— Start ENTRIES SHOWN —

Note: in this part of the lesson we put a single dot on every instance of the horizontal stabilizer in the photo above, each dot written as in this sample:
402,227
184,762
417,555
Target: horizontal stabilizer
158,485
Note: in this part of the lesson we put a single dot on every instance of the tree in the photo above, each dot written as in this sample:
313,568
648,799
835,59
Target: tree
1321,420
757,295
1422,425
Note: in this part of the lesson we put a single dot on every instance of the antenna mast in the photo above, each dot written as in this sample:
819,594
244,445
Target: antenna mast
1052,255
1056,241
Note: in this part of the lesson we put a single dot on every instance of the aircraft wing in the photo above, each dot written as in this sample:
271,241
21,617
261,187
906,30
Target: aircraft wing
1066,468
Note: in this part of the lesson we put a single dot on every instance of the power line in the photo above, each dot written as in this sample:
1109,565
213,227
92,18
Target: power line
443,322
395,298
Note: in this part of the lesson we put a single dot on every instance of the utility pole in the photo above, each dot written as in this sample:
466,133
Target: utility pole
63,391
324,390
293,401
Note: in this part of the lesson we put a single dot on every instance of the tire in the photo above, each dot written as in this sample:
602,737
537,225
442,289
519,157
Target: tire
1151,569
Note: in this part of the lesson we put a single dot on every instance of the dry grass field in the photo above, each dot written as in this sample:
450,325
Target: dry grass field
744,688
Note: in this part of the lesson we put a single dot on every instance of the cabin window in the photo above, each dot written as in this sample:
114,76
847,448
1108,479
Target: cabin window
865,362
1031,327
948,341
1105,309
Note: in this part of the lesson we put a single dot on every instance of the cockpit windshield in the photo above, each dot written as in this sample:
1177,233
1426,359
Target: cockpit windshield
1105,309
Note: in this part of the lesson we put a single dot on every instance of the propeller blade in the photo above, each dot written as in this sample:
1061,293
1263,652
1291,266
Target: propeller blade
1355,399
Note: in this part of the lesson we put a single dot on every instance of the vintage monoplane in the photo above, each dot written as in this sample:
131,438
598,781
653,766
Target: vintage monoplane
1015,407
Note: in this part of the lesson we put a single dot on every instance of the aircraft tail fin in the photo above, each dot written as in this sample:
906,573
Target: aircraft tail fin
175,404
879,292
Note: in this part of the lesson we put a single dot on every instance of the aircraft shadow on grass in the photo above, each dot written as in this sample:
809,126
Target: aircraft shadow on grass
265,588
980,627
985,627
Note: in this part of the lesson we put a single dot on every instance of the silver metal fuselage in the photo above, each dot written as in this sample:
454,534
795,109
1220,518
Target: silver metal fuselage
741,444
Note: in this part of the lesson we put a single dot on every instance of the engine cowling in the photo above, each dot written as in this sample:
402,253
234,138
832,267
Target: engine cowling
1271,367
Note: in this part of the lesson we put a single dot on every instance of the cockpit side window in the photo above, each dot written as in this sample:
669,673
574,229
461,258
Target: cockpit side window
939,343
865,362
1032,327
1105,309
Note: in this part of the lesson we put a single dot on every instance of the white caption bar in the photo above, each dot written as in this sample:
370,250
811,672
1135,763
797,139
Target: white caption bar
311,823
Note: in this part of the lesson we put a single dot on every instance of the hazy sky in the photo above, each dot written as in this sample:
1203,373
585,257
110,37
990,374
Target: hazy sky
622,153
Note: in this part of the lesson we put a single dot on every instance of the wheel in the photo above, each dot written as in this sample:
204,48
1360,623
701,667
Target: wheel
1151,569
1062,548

— End ENTRIES SHOWN —

Restate every line of the data word for word.

#### SOLVED EXERCISE
Note: in this part of the lesson we put a single dot on every instance of the horizontal stabilizer in the photo above, each dot written as in this sample:
402,227
184,762
417,555
Target: horizontal stabilizer
158,485
Note: in this part of the lesson we put a single dot on every instance of the tree in the photo above, each dot written as in this sample:
313,568
648,799
835,59
Target: tree
1321,420
757,295
1422,425
Note: in this part of the lesson we put a single dot on every instance of the antenna mast in the photo above, each dot written as in this sample:
819,594
244,445
Target: antenna mast
1052,255
1056,241
Note: in this part of the lesson we put a single dot on every instance of the aircraft wing in the photo above, each dot written as in this sample:
271,241
21,617
261,187
906,30
Target: aircraft wing
1066,468
Note: in this part of the lesson we put a single dot on every instance of the power line in the photo above, each dot written as in this sample:
1109,565
213,227
92,18
Target: power line
443,322
395,298
Note: in this part of the lesson we put a single dot on every instance of the utility pole in the photo above, each dot written as in this sample:
466,133
Target: utility pole
63,391
324,390
293,401
Note: in this part of the lesson we put a single dot on every instance of the tire in the photo above, each dot written as in this sample:
602,737
537,225
442,289
519,157
Target: tire
1151,569
Note: in this part of the lesson we put a single dot on every instance of the dry grass field in the photo above, each dot written as in this sample:
450,325
Target: dry grass field
744,688
Note: in this part of the lesson we put a single dot on every instance of the cabin window in the photo above, each dot written as in this sample:
114,76
847,448
1108,479
Target: cabin window
865,362
1031,327
948,341
1105,309
Note: in this part of the lesson we put a single dot on every instance of the cockpit windshield in the photo above, each dot written as in this sample:
1177,233
1426,359
Target: cockpit windshield
1105,309
Note: in this part of the lesson we put a single dot on every instance of the propeller blade in the photo above, each dot written as in this sample:
1061,293
1263,652
1291,266
Target: propeller blade
1355,399
Note: in this part of the lesson we put a single dot on every instance of the vintage monoplane in the photo above, each dot written as in this sample:
131,438
598,781
653,766
Target: vintage monoplane
1015,407
Note: in this part of the lesson we put a single dot on every instance of the aircraft tail fin in the photo above, each dot written as in this sample:
906,573
Target: aircraft tail fin
175,404
879,292
Note: in this part of the lesson we put a single dot on every instance of the aircraft shadow on grass in the photo above, each dot written as in this sample:
809,126
Target: aircraft shadow on grass
265,588
980,627
985,627
Note: in this part of the lesson we put a single dot on every instance of the silver metal fuselage in the photo above, each dot written as in this sample:
454,534
795,109
1220,518
Target: silver metal fuselage
741,444
Note: in this part of the lesson we put a single dot on every instance of the engine cowling in the photo above, each dot written as in this sample:
402,253
234,138
832,267
Target: engine cowling
1271,367
Note: in this part of the lesson we put a single dot on every instance of the cockpit side window in the photo above, each dot written as in this sample:
669,673
574,229
461,258
Target: cockpit side window
939,343
865,362
1032,327
1105,309
Note: in this part of the lesson we put a single dot on every instance of the white caption bar in the photo above, each dot written as in this sample:
370,250
811,672
1135,763
797,139
Target: white caption bar
311,823
Note: in this part of the lesson we put a single dot on every instance of the hazy sky in the photo above, each dot written as in this sample:
1203,373
585,257
110,37
990,374
Target: hazy sky
622,153
Note: in this part of the lesson we put a single dot on every instance of the wheel in the photo above, each dot written as in this sample:
204,48
1360,623
701,667
Target: wheel
1151,569
1062,548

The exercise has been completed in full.